● **ACTIVITY**: Transcribe the records below exactly as written, from the opening line through the line that contains "the fog over".

● **DATA**:
%%

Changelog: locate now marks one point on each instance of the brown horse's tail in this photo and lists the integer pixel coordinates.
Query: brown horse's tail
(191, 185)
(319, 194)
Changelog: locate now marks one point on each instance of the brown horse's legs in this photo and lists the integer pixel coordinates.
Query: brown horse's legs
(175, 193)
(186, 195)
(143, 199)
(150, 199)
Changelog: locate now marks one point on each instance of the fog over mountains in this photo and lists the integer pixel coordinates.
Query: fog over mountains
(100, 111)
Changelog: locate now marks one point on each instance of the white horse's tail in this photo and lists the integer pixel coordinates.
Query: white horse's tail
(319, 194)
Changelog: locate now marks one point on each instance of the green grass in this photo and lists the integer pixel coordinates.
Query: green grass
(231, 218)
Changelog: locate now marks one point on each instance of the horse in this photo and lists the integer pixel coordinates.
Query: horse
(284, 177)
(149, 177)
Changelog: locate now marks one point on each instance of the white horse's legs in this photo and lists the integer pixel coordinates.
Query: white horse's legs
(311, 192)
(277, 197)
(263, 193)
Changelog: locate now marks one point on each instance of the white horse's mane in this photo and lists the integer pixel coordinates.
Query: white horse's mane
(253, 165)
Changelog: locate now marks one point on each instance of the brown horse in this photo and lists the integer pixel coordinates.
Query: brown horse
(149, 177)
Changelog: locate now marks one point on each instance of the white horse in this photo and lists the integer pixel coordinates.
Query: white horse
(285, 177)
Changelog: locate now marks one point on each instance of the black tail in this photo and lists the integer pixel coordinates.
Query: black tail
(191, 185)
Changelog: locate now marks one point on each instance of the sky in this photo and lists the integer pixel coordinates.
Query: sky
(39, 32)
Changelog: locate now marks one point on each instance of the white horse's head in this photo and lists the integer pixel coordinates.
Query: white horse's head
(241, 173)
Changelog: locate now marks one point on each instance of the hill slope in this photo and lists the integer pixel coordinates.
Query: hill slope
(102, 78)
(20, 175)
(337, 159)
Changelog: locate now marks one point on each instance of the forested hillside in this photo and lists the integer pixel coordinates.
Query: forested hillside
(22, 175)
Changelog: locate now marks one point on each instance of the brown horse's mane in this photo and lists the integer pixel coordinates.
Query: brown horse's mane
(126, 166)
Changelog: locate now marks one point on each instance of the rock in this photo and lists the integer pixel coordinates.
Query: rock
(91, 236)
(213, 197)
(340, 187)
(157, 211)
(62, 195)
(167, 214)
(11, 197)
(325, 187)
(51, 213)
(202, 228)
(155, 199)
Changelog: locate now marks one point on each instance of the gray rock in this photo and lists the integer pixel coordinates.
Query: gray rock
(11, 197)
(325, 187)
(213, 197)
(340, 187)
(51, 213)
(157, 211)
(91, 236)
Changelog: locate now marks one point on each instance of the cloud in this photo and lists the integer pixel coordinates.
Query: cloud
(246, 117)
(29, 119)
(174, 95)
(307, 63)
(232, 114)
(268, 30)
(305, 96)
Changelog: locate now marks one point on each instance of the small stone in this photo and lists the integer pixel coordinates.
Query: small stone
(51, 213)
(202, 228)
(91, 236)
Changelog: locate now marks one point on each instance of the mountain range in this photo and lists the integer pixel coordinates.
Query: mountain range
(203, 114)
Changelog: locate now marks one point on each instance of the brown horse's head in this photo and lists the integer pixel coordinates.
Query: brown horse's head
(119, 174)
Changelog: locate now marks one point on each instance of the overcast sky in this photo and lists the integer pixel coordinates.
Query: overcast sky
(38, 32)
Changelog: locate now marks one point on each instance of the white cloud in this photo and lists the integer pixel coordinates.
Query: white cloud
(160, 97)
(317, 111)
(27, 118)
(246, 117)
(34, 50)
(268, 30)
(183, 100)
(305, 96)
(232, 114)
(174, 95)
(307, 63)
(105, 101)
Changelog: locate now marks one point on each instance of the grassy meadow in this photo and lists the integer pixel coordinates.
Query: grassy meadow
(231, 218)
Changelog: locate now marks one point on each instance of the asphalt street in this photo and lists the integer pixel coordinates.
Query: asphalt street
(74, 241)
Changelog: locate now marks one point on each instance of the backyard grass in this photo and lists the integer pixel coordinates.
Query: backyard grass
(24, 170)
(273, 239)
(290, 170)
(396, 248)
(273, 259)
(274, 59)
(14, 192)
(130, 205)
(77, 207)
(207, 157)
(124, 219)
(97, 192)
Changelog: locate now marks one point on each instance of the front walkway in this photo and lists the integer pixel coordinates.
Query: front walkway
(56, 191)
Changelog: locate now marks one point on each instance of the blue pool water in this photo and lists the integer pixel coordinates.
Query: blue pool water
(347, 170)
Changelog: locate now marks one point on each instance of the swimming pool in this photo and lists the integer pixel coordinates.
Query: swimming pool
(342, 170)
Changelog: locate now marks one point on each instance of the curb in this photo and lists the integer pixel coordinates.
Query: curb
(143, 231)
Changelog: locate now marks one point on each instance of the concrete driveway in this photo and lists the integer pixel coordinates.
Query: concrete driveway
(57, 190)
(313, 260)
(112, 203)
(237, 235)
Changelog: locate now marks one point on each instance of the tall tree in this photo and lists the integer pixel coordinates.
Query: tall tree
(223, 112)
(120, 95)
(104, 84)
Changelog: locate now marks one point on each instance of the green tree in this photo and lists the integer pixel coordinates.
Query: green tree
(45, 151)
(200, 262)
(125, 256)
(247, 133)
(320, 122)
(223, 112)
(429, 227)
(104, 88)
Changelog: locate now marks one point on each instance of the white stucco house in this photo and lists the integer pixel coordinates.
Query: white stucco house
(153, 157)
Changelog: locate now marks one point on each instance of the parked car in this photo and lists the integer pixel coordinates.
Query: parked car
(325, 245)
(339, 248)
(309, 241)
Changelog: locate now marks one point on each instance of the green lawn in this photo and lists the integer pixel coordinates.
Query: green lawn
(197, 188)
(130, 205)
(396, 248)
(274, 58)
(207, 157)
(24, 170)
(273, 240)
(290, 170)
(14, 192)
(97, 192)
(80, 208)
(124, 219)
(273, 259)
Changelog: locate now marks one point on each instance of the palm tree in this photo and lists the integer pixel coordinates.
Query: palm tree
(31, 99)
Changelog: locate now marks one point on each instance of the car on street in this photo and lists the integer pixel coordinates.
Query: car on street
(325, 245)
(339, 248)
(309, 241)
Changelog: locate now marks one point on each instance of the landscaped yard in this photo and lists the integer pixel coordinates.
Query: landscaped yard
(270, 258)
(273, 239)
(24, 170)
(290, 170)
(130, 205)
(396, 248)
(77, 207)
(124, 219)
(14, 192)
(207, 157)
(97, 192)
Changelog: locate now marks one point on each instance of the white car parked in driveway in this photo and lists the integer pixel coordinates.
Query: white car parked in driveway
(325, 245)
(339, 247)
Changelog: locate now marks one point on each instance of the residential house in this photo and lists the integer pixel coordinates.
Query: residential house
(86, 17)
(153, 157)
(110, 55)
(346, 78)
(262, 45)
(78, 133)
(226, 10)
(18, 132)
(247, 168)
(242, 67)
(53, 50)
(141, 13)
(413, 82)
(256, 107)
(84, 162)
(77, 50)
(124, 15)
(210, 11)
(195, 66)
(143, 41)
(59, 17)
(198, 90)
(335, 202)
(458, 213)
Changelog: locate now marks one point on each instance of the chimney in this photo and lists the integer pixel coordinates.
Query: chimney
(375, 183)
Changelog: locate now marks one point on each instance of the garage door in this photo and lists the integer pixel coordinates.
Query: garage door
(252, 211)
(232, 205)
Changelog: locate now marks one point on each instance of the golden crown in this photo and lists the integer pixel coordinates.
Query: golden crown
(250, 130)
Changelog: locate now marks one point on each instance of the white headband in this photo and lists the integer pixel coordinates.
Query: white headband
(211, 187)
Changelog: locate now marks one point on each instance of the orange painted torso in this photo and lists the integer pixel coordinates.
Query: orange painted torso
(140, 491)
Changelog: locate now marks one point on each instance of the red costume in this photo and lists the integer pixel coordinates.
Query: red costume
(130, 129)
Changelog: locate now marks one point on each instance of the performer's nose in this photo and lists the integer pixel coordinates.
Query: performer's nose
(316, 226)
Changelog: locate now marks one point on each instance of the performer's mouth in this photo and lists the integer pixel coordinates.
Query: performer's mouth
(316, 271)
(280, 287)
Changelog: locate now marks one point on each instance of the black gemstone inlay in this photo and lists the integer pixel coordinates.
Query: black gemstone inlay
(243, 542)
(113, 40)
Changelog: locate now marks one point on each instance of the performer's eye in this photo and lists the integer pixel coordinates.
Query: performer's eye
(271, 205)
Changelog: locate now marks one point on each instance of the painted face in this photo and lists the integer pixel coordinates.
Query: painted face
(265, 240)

%%

● **SOLUTION TO THE EXERCISE**:
Changelog: locate now marks one point on each instance of the brown horse's tail in this photo and lists the integer pixel coordinates.
Query: brown horse's tail
(191, 185)
(319, 194)
Changelog: locate now marks one point on each instance of the brown horse's legs in this photo and lists the integer pixel coordinates.
Query: brown horse's legs
(175, 193)
(186, 195)
(143, 199)
(150, 199)
Changelog: locate now marks one point on each instance of the fog over mountains in this photo and lists the integer pixel coordinates.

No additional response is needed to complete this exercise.